··· Records provided ···

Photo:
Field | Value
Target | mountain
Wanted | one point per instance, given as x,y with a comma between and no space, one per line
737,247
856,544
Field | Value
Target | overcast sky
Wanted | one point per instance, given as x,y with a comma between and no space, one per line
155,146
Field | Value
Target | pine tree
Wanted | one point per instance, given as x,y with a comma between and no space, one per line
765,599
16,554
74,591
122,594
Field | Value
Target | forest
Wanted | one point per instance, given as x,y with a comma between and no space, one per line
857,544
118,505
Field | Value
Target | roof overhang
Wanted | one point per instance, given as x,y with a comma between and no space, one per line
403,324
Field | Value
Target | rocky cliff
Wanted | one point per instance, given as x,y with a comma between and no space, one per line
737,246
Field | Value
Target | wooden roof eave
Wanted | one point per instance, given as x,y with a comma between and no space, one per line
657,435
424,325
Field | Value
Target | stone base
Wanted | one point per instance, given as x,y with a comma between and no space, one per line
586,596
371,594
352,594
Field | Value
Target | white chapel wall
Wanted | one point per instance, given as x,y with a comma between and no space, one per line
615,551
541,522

···

Would you please transcribe the records above in full and exactly?

_Result of this task_:
Photo:
Field | Value
Target | mountain
Wanted | one point per instance, given as x,y with a comma between and no space, one per line
737,247
856,544
Field | Value
Target | overcast sky
Wanted | one point per instance, given as x,y with a comma between and no space, one per line
155,146
Field | Value
Target | pine tree
Wanted | one point per instance, given as x,y with a comma between and no space, one per line
765,599
16,554
74,591
122,594
Field | Value
Target | forest
Wanted | one point per instance, given as x,y with a comma between and no space, one per line
857,544
118,505
Field | Value
Target | roof overhang
Wanted | one point per instance, given as x,y with a comma between and no space, one per line
403,324
Field | Value
Target | rocky cliff
Wanted | one point per instance, given as x,y with a comma between and no space, one per line
737,246
Field | Value
Target | wooden roof eave
Wanted | one point per instance, given as x,y with a comma between and no space, one per line
657,435
424,325
Field | Value
Target | stone base
Wanted | one point per instance, given as x,y with a comma between and no space, one per line
586,596
371,594
352,594
Field | Value
Target | white chapel wall
Wanted | one point per instance, given as x,y with a comma between and no space, one per line
615,551
541,522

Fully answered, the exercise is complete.